[Dataset excerpt]
"""
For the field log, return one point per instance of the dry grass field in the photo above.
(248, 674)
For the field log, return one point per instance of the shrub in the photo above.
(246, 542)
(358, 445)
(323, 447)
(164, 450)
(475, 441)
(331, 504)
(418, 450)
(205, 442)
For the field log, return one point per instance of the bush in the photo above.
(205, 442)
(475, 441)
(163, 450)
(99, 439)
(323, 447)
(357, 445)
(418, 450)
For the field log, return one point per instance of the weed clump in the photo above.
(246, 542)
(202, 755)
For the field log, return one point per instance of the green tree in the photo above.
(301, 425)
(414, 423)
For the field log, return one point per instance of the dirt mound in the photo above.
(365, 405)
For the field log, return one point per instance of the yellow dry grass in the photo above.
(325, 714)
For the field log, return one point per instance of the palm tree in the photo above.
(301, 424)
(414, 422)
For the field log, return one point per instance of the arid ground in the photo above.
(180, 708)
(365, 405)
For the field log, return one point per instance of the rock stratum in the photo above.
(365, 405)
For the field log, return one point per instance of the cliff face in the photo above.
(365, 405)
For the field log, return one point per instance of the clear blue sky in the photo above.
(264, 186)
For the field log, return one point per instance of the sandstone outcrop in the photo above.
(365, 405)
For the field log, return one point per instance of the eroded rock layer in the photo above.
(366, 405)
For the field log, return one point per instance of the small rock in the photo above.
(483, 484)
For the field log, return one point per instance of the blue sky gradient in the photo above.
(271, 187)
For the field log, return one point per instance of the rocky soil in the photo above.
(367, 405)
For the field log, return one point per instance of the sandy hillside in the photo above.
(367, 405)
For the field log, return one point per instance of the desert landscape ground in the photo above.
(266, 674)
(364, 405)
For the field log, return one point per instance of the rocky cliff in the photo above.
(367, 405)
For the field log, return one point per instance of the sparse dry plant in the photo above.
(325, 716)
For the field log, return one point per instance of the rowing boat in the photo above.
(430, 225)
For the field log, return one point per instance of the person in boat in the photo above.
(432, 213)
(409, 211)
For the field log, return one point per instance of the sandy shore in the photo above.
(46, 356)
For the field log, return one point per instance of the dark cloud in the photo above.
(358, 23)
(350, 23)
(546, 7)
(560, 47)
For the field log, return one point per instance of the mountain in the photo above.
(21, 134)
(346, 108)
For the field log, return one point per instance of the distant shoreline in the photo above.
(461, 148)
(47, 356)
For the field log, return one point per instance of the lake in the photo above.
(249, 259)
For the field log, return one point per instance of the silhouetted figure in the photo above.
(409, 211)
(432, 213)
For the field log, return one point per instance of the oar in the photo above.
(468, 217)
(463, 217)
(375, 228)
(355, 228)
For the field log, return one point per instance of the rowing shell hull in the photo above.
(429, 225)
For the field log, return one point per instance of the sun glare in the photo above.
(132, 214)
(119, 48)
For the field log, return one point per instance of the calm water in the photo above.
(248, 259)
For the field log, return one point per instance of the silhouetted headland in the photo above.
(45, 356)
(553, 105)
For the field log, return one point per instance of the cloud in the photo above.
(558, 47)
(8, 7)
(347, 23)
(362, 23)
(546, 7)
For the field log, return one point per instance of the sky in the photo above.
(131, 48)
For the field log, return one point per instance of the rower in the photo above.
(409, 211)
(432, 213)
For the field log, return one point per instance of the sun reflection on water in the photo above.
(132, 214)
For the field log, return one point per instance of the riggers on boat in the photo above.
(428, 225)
"""
The request —
Copy every item above word for word.

Response —
For the field log, return one point per instance of the dry grass field in the photo above.
(248, 674)
For the field log, return one point per instance of the shrub in the photo above.
(246, 542)
(358, 445)
(323, 447)
(164, 450)
(475, 441)
(331, 504)
(418, 450)
(205, 442)
For the field log, return one point per instance of the bush in the photo above.
(205, 442)
(475, 441)
(163, 450)
(99, 439)
(323, 447)
(357, 445)
(418, 450)
For the field log, return one point per instance of the weed clump in the photo above.
(246, 542)
(202, 755)
For the field log, return one point per instance of the green tree in the photo above.
(301, 425)
(414, 423)
For the field log, return one point per instance of the dirt mound in the photo above.
(365, 405)
For the field log, return one point per instance of the yellow dry grass in the photo above.
(325, 714)
For the field log, return one point per instance of the palm tree in the photo above.
(301, 424)
(414, 422)
For the field log, return one point per instance of the arid ground in the photo above.
(180, 708)
(365, 405)
For the field log, return one point per instance of the rock stratum in the photo above.
(365, 405)
For the field log, return one point per instance of the cliff face in the photo above.
(365, 405)
For the field log, return one point per instance of the clear blue sky in the photo above.
(264, 186)
For the field log, return one point per instance of the sandstone outcrop in the photo above.
(365, 405)
For the field log, return one point per instance of the eroded rock layer in the photo above.
(366, 405)
For the field log, return one point per instance of the small rock in the photo above.
(483, 484)
For the field log, return one point per instance of the blue sky gradient in the photo above.
(271, 187)
For the field log, return one point per instance of the rocky soil in the photo above.
(367, 405)
For the field log, return one point per instance of the sandy hillside in the photo above.
(367, 405)
For the field log, return one point per instance of the desert landscape ground in the photo above.
(266, 674)
(364, 405)
For the field log, return one point per instance of the rocky cliff in the photo above.
(367, 405)
For the field log, return one point per instance of the sparse dry plant in the photo above.
(325, 716)
For the field log, return one point per instance of the rowing boat in the photo above.
(430, 225)
For the field log, return one point per instance of the person in boat in the photo above.
(432, 213)
(409, 211)
For the field log, return one point per instance of the sandy shore in the photo above.
(46, 356)
For the field log, return one point per instance of the dark cloud in the photo above.
(358, 23)
(350, 23)
(546, 7)
(560, 47)
For the field log, return one point per instance of the mountain in the photo above.
(21, 134)
(346, 108)
For the field log, return one point per instance of the distant shoreline in the photo above.
(461, 148)
(47, 356)
For the field log, return one point per instance of the lake in the photo above.
(249, 259)
For the field log, return one point per instance of the silhouetted figure in the photo above.
(409, 211)
(432, 213)
For the field log, return one point per instance of the oar in the photo above.
(468, 217)
(463, 217)
(375, 228)
(355, 228)
For the field log, return one point per instance of the rowing shell hull in the photo above.
(429, 225)
For the field log, return one point per instance of the sun glare in the photo above.
(132, 214)
(119, 48)
For the field log, return one point per instance of the calm water in the photo above.
(248, 259)
For the field log, return one point per instance of the silhouetted headland in the photo above.
(45, 356)
(553, 105)
For the field log, return one point per instance of the cloud in the photo above.
(558, 47)
(8, 7)
(347, 23)
(362, 23)
(546, 7)
For the field log, return one point per instance of the sky in the photo above.
(131, 48)
For the field log, return one point per instance of the rower in the photo above.
(409, 211)
(432, 213)
For the field log, return one point per instance of the sun reflection on water in the photo above.
(132, 214)
For the field log, return one point per instance of the riggers on boat in the photo above.
(428, 225)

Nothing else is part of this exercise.